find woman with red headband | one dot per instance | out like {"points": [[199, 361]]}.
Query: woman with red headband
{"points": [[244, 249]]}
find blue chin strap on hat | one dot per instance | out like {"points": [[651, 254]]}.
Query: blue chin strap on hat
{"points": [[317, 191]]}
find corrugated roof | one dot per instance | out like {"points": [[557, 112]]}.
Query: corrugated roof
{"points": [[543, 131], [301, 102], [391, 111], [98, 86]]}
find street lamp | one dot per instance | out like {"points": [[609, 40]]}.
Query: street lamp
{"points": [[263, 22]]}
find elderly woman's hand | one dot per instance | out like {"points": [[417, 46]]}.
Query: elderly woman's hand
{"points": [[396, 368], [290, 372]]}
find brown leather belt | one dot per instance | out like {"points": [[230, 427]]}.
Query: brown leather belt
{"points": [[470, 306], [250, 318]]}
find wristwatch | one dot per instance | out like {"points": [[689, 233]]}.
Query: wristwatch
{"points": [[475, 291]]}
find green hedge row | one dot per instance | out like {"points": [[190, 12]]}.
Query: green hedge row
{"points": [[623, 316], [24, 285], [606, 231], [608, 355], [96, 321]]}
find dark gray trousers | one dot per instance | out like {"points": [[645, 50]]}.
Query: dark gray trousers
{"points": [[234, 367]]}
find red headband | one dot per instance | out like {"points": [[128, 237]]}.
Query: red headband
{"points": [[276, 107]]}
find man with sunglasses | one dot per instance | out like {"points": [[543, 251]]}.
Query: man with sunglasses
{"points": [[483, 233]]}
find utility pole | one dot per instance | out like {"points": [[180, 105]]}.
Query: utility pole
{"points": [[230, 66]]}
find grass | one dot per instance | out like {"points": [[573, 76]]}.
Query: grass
────
REQUIREMENT: Working from the entries above, filter out every line that lacks "grass" and copy what remains.

TASK SOLUTION:
find grass | one dot per instance | out like {"points": [[573, 76]]}.
Query: grass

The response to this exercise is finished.